# [CONSIGNES DE L'EXERCICE]
[a] D'après l'article sur le Conseil de biosécurité, depuis quelle année ce Conseil est-il opérationnel ?
[b] Transcrivez fidèlement le passage de l'article sur le Conseil de biosécurité compris entre « Opérationnel depuis 1996, ce » et « part de Greenpeace. », bornes incluses.

# [EXTRAIT DU DOCUMENT]

Des experts dans la tempête

Echaudée par de récents avatars, la ministre Magda Aelvoet veut réformer le Conseil de biosécurité. L’avenir des OGM, en Belgique, est en jeu

« C’est la dernière fois! » En martelant ces mots, lors de son acceptation partielle de trois expérimentations en plein champ d’organismes génétiquement modifiés (OGM) ( lire Le Vif/L’Express du 3 mai 2002), Magda Aelvoet, ministre fédérale de la Santé et de l’Environnement (Agalev), a jeté un gros pavé dans la mare. C’est, en effet, quasi la… première fois qu’un ministre ne suit pas aveuglément l’avis du Conseil de biosécurité. Cet organe est chargé de conseiller les responsables politiques après avoir pris le pouls de comités scientifiques sur les risques présentés par les OGM. La mandataire écologiste estime avoir été insuffisamment informée des tenants et aboutissants de 5 expérimentations récentes d’OGM à ciel ouvert: une compétence dont elle a hérité à la suite de la régionalisation de l’agriculture. Elle veut, dorénavant, prendre des décisions sur la base de dossiers plus étoffés. Une manoeuvre politicienne et obscurantiste? Ou – plus encourageant – le signe que le politique veut réinvestir un domaine occupé par les seuls experts et technocrates?

Opérationnel depuis 1996, ce Conseil a déjà remis plusieurs centaines d’avis sur l’expérimentation ou la mise sur le marché de plantes, mais aussi de virus et de micro-organismes, génétiquement modifiés. Véritable pièce maîtresse du présent et de l’avenir des OGM en Belgique, il fait l’objet, même parmi les détracteurs des plantes transgéniques, d’une large reconnaissance, voire d’une certaine admiration un peu partout en Europe. Pionnier parmi les 15 Etats de l’Union, il est vanté pour sa transparence (ses avis sont publiés sur Internet) et pour la qualité de ses dossiers, élaborés par près de 200 experts choisis dans le monde universitaire. C’est lui – anecdotique mais significatif – qui a révélé que la carte génétique du maïs modifié de Monsanto était incorrecte. Une gifle pour le géant agrochimique. Et… un sifflement d’admiration de la part de Greenpeace.

# [DONNÉES FOURNIES]
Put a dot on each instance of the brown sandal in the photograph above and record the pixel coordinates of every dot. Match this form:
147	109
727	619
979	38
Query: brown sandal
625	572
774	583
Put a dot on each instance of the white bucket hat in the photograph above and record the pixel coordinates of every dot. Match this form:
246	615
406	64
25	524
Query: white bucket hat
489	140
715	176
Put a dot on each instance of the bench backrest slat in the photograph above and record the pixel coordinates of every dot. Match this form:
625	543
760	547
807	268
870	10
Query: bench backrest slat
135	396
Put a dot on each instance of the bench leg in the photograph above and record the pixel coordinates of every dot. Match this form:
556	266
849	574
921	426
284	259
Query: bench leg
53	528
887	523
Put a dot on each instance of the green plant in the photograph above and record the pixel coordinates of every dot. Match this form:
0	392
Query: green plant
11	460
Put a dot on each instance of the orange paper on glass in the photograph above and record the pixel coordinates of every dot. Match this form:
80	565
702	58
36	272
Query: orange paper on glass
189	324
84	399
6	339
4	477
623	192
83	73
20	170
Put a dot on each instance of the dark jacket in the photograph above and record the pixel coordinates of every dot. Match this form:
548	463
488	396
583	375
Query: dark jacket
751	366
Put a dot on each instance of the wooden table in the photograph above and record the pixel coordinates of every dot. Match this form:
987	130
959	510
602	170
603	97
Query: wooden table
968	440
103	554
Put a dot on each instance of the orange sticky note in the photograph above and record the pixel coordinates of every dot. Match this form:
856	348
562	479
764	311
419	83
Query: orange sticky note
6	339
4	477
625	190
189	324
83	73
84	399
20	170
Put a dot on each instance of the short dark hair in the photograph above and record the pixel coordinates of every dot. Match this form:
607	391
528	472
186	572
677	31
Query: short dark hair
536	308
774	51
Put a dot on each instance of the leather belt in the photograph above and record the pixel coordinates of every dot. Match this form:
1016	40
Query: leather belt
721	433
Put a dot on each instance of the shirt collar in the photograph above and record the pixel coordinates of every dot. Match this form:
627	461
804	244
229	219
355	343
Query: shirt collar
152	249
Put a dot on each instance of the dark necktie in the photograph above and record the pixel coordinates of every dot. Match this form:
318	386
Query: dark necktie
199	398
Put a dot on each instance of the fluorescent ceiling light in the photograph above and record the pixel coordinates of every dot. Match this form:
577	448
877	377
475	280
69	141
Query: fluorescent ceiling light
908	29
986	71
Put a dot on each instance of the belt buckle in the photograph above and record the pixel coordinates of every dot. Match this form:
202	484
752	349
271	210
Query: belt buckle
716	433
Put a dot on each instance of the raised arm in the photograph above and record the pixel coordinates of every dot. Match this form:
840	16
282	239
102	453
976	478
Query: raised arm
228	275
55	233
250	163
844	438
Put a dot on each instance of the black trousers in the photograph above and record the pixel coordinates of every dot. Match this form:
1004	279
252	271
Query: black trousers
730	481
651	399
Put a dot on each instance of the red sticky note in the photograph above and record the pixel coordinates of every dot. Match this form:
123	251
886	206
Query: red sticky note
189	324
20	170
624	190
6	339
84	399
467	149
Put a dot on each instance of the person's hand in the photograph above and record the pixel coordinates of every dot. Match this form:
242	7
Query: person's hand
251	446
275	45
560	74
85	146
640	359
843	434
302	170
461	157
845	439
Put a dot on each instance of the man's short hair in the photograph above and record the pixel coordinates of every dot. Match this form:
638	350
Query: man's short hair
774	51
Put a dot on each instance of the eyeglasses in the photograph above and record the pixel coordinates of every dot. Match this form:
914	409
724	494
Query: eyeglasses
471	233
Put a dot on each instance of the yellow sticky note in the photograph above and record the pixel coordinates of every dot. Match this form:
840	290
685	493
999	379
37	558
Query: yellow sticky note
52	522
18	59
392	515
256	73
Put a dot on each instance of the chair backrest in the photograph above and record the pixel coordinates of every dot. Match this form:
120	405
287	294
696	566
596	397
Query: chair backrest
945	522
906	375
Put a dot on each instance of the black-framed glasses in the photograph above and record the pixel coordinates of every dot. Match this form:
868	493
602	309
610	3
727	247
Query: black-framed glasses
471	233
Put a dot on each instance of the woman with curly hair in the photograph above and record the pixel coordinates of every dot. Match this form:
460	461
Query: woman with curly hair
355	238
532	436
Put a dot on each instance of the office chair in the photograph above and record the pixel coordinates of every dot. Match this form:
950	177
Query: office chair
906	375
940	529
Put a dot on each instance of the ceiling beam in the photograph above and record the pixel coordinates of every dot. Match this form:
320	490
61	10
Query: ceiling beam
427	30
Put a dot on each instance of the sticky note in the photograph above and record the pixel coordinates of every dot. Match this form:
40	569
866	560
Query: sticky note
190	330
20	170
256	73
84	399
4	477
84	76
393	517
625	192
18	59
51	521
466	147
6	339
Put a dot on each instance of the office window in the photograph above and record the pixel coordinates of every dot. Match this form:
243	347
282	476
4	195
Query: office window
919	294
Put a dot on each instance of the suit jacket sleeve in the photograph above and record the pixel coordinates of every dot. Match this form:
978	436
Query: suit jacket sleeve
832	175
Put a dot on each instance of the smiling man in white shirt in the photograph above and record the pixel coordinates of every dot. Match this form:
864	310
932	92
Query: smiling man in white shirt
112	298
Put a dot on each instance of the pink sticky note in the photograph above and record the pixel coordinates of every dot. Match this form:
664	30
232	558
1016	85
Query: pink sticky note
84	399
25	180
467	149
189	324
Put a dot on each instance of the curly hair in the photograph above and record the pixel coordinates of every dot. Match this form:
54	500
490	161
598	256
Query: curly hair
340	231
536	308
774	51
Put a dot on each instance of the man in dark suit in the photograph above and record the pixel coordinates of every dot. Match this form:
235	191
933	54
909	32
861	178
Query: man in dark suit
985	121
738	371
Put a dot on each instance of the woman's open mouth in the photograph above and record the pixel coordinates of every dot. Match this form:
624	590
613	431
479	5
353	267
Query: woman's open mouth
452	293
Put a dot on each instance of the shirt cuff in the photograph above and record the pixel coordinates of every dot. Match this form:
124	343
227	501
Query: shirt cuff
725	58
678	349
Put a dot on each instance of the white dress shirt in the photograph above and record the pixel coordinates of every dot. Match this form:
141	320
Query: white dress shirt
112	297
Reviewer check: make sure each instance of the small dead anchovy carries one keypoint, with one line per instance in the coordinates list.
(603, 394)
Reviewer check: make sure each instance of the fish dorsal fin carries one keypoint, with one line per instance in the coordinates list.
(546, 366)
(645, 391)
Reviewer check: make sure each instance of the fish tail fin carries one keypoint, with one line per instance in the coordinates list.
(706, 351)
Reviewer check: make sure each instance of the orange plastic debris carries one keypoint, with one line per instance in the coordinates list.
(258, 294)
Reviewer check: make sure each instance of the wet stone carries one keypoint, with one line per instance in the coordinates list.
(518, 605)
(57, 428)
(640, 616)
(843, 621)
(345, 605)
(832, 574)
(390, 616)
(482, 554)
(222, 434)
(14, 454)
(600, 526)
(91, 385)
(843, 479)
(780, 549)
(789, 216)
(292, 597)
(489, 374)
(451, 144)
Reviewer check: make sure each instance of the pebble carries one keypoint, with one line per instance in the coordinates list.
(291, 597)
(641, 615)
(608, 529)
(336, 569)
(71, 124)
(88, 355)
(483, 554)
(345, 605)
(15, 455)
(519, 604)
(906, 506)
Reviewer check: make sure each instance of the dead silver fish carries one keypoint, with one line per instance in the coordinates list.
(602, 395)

# [RÉPONSES PAR CONSIGNE]
[a] Depuis 1996.

[b]
Opérationnel depuis 1996, ce Conseil a déjà remis plusieurs centaines d’avis sur l’expérimentation ou la mise sur le marché de plantes, mais aussi de virus et de micro-organismes, génétiquement modifiés. Véritable pièce maîtresse du présent et de l’avenir des OGM en Belgique, il fait l’objet, même parmi les détracteurs des plantes transgéniques, d’une large reconnaissance, voire d’une certaine admiration un peu partout en Europe. Pionnier parmi les 15 Etats de l’Union, il est vanté pour sa transparence (ses avis sont publiés sur Internet) et pour la qualité de ses dossiers, élaborés par près de 200 experts choisis dans le monde universitaire. C’est lui – anecdotique mais significatif – qui a révélé que la carte génétique du maïs modifié de Monsanto était incorrecte. Une gifle pour le géant agrochimique. Et… un sifflement d’admiration de la part de Greenpeace.